Data records START

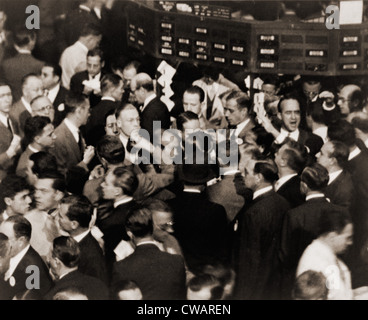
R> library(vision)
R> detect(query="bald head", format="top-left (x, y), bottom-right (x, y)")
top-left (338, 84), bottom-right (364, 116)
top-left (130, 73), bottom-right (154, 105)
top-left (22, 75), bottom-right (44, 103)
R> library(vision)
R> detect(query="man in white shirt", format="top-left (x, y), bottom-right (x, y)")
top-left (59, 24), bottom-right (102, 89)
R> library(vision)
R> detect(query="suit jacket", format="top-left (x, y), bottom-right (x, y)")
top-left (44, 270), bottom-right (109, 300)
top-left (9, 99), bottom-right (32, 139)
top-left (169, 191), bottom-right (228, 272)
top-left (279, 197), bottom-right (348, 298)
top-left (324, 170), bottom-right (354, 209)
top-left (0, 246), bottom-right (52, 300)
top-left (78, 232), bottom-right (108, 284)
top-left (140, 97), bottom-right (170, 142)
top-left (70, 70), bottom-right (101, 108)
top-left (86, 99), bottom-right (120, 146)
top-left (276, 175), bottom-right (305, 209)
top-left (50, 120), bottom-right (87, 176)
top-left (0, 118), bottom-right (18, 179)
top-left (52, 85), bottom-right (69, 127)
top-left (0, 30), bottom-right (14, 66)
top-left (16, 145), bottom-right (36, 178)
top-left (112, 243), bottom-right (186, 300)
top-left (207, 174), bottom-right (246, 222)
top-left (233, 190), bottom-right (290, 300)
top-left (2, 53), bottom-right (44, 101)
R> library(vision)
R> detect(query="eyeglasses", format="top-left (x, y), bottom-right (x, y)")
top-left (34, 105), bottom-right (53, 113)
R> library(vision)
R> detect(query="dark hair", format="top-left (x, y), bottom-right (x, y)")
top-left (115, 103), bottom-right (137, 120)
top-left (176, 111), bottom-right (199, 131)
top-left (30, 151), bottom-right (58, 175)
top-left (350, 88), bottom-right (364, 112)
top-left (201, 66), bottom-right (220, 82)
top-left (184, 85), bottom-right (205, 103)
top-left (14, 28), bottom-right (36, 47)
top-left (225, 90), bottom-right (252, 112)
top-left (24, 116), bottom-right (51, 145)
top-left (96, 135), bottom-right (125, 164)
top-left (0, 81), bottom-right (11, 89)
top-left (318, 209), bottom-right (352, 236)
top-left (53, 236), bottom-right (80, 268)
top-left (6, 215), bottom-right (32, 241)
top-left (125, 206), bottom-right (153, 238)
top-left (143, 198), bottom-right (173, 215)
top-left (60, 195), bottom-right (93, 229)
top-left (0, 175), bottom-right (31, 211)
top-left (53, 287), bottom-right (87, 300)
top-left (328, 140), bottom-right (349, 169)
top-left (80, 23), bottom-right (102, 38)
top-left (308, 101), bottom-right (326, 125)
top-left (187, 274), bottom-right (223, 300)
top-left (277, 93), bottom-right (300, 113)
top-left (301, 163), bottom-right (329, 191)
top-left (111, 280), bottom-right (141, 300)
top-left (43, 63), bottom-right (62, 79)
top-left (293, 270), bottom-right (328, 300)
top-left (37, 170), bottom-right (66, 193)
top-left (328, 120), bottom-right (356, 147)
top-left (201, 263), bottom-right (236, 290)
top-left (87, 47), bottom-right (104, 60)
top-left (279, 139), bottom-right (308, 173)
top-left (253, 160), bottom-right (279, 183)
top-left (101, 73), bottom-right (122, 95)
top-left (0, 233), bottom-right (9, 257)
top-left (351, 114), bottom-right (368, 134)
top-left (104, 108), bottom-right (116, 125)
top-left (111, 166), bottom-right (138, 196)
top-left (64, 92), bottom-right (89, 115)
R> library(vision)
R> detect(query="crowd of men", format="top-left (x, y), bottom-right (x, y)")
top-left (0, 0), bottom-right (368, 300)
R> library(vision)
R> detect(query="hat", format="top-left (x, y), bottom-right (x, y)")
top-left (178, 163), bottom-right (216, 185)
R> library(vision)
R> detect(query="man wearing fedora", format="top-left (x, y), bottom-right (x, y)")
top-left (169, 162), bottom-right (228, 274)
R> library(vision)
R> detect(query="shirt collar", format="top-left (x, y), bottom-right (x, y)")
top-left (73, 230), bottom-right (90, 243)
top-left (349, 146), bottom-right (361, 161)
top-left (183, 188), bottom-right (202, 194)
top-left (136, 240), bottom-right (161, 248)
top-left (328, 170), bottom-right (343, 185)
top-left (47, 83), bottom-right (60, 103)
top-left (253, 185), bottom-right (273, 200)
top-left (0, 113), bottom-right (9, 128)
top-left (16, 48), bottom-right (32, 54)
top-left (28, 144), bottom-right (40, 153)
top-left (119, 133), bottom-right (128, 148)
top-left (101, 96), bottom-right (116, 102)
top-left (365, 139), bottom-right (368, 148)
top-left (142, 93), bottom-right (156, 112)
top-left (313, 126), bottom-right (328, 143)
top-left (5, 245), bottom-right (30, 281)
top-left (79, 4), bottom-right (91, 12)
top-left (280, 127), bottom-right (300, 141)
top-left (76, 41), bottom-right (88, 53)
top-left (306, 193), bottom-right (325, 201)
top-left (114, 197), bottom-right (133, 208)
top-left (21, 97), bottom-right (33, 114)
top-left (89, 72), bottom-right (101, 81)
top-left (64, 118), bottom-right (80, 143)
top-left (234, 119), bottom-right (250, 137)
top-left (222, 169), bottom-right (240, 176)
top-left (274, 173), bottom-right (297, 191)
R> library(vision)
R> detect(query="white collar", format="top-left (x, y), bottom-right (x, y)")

Data records END

» **Aim of the task**: Return the entries above exactly and in full; do not include images.

» **The answer**:
R> library(vision)
R> detect(query="bald head", format="top-left (x, y), bottom-right (x, y)")
top-left (338, 84), bottom-right (364, 116)
top-left (130, 73), bottom-right (154, 105)
top-left (22, 75), bottom-right (44, 103)
R> library(vision)
R> detect(query="man in white shirt", format="top-left (x, y), bottom-right (x, y)")
top-left (59, 24), bottom-right (102, 89)
R> library(vision)
R> detect(query="suit jacket", format="top-left (x, y), bottom-right (x, y)")
top-left (44, 270), bottom-right (109, 300)
top-left (9, 99), bottom-right (32, 139)
top-left (169, 191), bottom-right (228, 272)
top-left (279, 197), bottom-right (348, 298)
top-left (324, 170), bottom-right (354, 209)
top-left (0, 246), bottom-right (52, 300)
top-left (78, 232), bottom-right (108, 284)
top-left (140, 97), bottom-right (170, 142)
top-left (70, 70), bottom-right (101, 108)
top-left (86, 99), bottom-right (120, 146)
top-left (276, 175), bottom-right (305, 209)
top-left (50, 120), bottom-right (87, 176)
top-left (0, 118), bottom-right (18, 179)
top-left (52, 85), bottom-right (69, 127)
top-left (0, 30), bottom-right (14, 66)
top-left (16, 145), bottom-right (36, 178)
top-left (112, 243), bottom-right (186, 300)
top-left (207, 174), bottom-right (246, 222)
top-left (233, 190), bottom-right (290, 300)
top-left (2, 53), bottom-right (44, 101)
R> library(vision)
R> detect(query="eyeglasses", format="top-left (x, y), bottom-right (x, y)")
top-left (34, 105), bottom-right (53, 113)
R> library(vision)
R> detect(query="dark hair", format="top-left (x, y), bottom-right (x, y)")
top-left (115, 103), bottom-right (137, 120)
top-left (176, 111), bottom-right (199, 131)
top-left (30, 151), bottom-right (58, 175)
top-left (350, 88), bottom-right (364, 112)
top-left (201, 66), bottom-right (220, 82)
top-left (184, 85), bottom-right (205, 103)
top-left (14, 28), bottom-right (36, 47)
top-left (225, 90), bottom-right (252, 112)
top-left (24, 116), bottom-right (51, 145)
top-left (96, 135), bottom-right (125, 164)
top-left (0, 81), bottom-right (11, 89)
top-left (318, 209), bottom-right (352, 236)
top-left (53, 236), bottom-right (80, 268)
top-left (6, 215), bottom-right (32, 241)
top-left (125, 206), bottom-right (153, 238)
top-left (143, 198), bottom-right (173, 215)
top-left (60, 195), bottom-right (93, 229)
top-left (0, 175), bottom-right (31, 211)
top-left (53, 287), bottom-right (87, 300)
top-left (328, 140), bottom-right (349, 169)
top-left (80, 23), bottom-right (102, 38)
top-left (308, 101), bottom-right (326, 125)
top-left (187, 274), bottom-right (223, 300)
top-left (277, 93), bottom-right (300, 113)
top-left (301, 163), bottom-right (329, 191)
top-left (111, 280), bottom-right (141, 300)
top-left (43, 63), bottom-right (62, 79)
top-left (293, 270), bottom-right (328, 300)
top-left (37, 170), bottom-right (66, 193)
top-left (328, 120), bottom-right (356, 147)
top-left (201, 263), bottom-right (236, 290)
top-left (87, 47), bottom-right (104, 60)
top-left (279, 139), bottom-right (308, 173)
top-left (253, 160), bottom-right (279, 183)
top-left (101, 73), bottom-right (122, 95)
top-left (0, 233), bottom-right (9, 257)
top-left (351, 114), bottom-right (368, 134)
top-left (104, 108), bottom-right (116, 125)
top-left (111, 166), bottom-right (138, 196)
top-left (64, 92), bottom-right (89, 115)
R> library(vision)
R> detect(query="crowd of men", format="top-left (x, y), bottom-right (x, y)")
top-left (0, 0), bottom-right (368, 300)
R> library(vision)
R> detect(query="hat", format="top-left (x, y), bottom-right (x, y)")
top-left (178, 163), bottom-right (216, 185)
R> library(vision)
R> detect(query="man wearing fedora", format="top-left (x, y), bottom-right (x, y)")
top-left (169, 162), bottom-right (228, 274)
R> library(vision)
R> detect(query="shirt collar", format="top-left (x, y), bottom-right (x, y)")
top-left (73, 230), bottom-right (90, 243)
top-left (349, 146), bottom-right (361, 161)
top-left (183, 188), bottom-right (202, 194)
top-left (136, 240), bottom-right (161, 248)
top-left (328, 170), bottom-right (343, 185)
top-left (47, 83), bottom-right (60, 103)
top-left (253, 185), bottom-right (273, 200)
top-left (0, 113), bottom-right (9, 128)
top-left (16, 48), bottom-right (32, 54)
top-left (28, 144), bottom-right (40, 153)
top-left (119, 133), bottom-right (128, 148)
top-left (101, 96), bottom-right (116, 102)
top-left (365, 139), bottom-right (368, 148)
top-left (142, 93), bottom-right (156, 112)
top-left (313, 126), bottom-right (328, 143)
top-left (5, 245), bottom-right (30, 281)
top-left (79, 4), bottom-right (91, 12)
top-left (280, 127), bottom-right (300, 141)
top-left (76, 41), bottom-right (88, 53)
top-left (306, 193), bottom-right (325, 201)
top-left (114, 197), bottom-right (133, 208)
top-left (21, 97), bottom-right (33, 114)
top-left (89, 72), bottom-right (101, 81)
top-left (64, 118), bottom-right (80, 143)
top-left (234, 119), bottom-right (250, 137)
top-left (222, 169), bottom-right (240, 176)
top-left (274, 173), bottom-right (297, 191)
R> library(vision)
R> detect(query="white collar", format="top-left (x, y), bottom-right (x, y)")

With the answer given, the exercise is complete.